Records from a dataset:
────────────────

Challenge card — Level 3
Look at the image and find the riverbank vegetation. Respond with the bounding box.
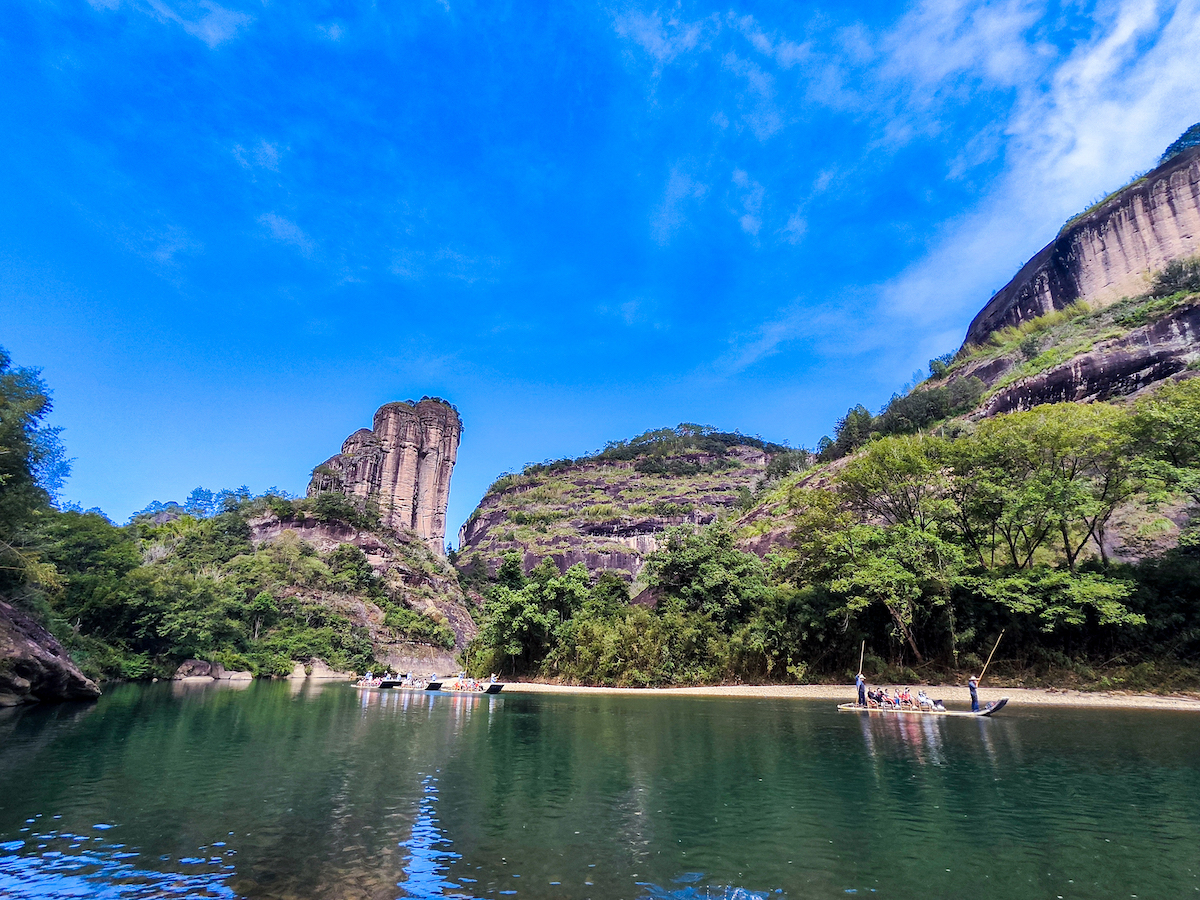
[460,379,1200,689]
[0,350,455,679]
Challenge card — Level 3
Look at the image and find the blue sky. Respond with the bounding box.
[0,0,1200,540]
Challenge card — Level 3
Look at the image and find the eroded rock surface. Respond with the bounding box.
[308,400,462,554]
[250,515,479,657]
[458,445,770,580]
[965,148,1200,343]
[979,304,1200,415]
[0,600,100,707]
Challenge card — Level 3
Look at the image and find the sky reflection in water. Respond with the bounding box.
[0,683,1200,900]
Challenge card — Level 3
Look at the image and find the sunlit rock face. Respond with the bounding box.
[308,400,462,553]
[966,148,1200,343]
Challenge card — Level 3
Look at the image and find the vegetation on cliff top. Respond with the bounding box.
[457,424,811,577]
[472,380,1200,688]
[0,350,454,678]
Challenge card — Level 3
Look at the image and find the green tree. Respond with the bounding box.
[0,348,67,599]
[646,522,768,632]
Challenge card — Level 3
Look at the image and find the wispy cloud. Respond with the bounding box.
[258,212,317,256]
[233,140,280,172]
[616,11,704,62]
[650,167,708,244]
[88,0,254,48]
[881,2,1200,336]
[733,169,767,235]
[390,247,500,284]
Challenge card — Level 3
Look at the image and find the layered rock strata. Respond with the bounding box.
[308,400,462,554]
[250,515,479,657]
[0,600,100,707]
[976,302,1200,415]
[965,148,1200,344]
[458,446,770,580]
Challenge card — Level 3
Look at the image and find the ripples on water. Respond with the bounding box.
[0,684,1200,900]
[0,820,236,900]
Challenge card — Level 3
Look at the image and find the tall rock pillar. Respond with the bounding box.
[308,398,462,553]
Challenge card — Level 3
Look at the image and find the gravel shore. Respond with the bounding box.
[504,682,1200,713]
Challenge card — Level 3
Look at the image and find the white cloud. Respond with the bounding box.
[616,11,704,64]
[784,210,809,244]
[391,247,500,284]
[233,140,280,172]
[881,0,1200,336]
[733,169,767,235]
[258,212,317,256]
[96,0,254,48]
[650,168,708,244]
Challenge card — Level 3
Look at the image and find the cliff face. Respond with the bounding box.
[248,515,478,672]
[0,600,100,707]
[965,148,1200,344]
[979,301,1200,415]
[458,445,770,580]
[308,400,462,554]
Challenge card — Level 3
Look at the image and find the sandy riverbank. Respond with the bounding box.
[504,682,1200,713]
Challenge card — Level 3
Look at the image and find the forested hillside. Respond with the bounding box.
[457,424,811,581]
[0,352,475,696]
[458,267,1200,688]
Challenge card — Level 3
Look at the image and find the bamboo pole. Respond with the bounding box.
[977,629,1004,684]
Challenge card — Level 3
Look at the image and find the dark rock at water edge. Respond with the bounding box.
[0,601,100,707]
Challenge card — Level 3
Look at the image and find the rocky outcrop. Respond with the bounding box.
[250,515,478,652]
[170,659,254,682]
[308,398,462,553]
[977,302,1200,415]
[0,600,100,707]
[964,148,1200,344]
[458,445,772,580]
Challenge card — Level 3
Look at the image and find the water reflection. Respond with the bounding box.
[400,775,470,900]
[857,713,950,766]
[0,824,236,900]
[638,872,784,900]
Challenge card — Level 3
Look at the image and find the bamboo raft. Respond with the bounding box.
[838,697,1008,719]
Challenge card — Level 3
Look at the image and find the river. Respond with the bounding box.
[0,682,1200,900]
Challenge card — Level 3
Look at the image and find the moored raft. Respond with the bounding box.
[838,697,1008,718]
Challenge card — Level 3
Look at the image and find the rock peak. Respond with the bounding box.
[964,146,1200,344]
[308,397,462,553]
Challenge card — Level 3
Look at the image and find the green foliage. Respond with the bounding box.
[818,377,985,461]
[0,348,68,600]
[1147,257,1200,299]
[1158,122,1200,166]
[646,523,767,632]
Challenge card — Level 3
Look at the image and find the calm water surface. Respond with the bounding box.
[0,683,1200,900]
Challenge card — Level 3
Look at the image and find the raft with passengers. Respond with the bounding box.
[354,672,504,694]
[838,631,1008,718]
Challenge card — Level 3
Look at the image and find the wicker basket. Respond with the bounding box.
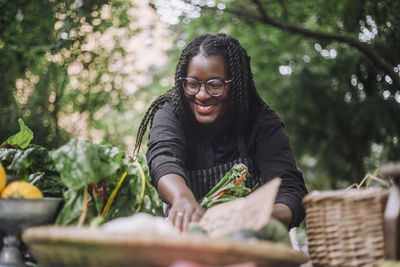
[303,188,388,266]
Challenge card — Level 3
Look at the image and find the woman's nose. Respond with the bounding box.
[196,83,211,99]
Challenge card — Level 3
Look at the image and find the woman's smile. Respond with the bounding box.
[185,54,230,128]
[194,103,215,114]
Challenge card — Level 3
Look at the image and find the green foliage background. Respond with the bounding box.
[0,0,400,192]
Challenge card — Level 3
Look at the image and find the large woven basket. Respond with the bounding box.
[303,188,388,266]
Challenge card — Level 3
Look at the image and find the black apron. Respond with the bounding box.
[186,131,261,200]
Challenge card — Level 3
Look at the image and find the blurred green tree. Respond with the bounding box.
[0,0,169,153]
[154,0,400,188]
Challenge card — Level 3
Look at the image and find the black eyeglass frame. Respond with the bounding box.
[179,77,233,97]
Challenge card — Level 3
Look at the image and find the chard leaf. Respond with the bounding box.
[1,118,33,149]
[51,139,124,190]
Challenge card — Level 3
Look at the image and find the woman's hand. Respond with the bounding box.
[271,203,293,230]
[157,173,204,231]
[168,197,204,231]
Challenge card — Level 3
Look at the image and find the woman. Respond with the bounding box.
[135,34,307,230]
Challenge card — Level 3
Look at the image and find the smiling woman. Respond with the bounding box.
[135,34,307,233]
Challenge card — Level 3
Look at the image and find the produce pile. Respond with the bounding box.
[0,119,163,225]
[199,163,253,209]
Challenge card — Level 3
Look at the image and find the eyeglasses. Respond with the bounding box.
[180,77,232,96]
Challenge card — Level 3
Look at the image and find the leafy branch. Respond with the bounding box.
[226,0,400,88]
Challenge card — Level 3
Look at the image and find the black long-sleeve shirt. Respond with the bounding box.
[146,104,307,227]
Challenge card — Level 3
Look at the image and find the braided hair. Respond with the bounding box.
[134,33,266,156]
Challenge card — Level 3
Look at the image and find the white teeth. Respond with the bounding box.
[196,104,212,110]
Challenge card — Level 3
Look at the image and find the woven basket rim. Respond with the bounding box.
[22,226,309,265]
[303,188,389,204]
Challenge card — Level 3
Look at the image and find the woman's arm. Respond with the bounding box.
[157,173,204,231]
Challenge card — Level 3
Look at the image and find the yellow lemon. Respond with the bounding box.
[0,162,7,193]
[1,181,43,198]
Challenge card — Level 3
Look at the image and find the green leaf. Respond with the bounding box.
[52,139,123,190]
[1,118,33,149]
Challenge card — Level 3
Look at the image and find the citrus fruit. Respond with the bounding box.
[0,162,7,193]
[1,181,43,198]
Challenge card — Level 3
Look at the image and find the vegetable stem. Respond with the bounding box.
[101,172,128,218]
[133,161,146,214]
[78,185,89,227]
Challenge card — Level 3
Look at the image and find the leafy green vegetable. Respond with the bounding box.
[199,163,252,209]
[0,145,66,197]
[52,139,163,225]
[1,118,33,149]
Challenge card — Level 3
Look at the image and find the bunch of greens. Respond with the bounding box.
[51,139,163,225]
[0,119,66,197]
[200,163,252,209]
[0,119,163,225]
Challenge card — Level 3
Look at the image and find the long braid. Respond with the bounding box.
[134,33,266,157]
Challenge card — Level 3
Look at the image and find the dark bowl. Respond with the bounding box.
[0,197,62,234]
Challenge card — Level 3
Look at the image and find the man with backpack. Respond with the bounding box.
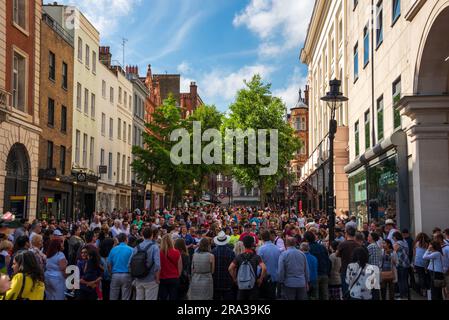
[129,228,161,300]
[229,235,267,300]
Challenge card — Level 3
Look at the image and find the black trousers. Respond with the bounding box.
[214,289,236,301]
[101,280,111,301]
[237,284,259,300]
[158,278,179,301]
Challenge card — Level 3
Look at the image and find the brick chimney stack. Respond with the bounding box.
[190,81,198,100]
[99,47,112,68]
[304,85,309,106]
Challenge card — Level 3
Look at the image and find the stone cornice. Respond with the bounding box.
[300,0,331,65]
[397,95,449,120]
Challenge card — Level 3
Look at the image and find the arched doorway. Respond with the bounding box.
[3,143,30,218]
[399,0,449,233]
[415,7,449,95]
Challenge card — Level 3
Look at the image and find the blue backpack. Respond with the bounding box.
[237,256,256,290]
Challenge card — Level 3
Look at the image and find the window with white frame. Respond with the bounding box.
[78,37,83,62]
[84,88,89,115]
[12,0,28,30]
[12,52,27,111]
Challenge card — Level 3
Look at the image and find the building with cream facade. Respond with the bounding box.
[0,0,42,221]
[345,0,449,233]
[299,0,349,214]
[43,3,100,217]
[301,0,449,233]
[97,47,133,211]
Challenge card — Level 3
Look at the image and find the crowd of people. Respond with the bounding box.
[0,205,449,300]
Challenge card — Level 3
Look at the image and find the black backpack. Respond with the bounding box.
[130,243,154,279]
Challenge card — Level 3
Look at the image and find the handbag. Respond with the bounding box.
[380,257,394,282]
[343,269,363,300]
[430,256,446,288]
[16,273,29,301]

────────────────

■ **Task statement**
Which lines of the records contain the word "woven"? Copy each of them.

■ **Task answer**
Look at the image and find the large woven basket. Respond with the bounding box.
Look at the image and find the woven basket rim. Respond with the bounding box.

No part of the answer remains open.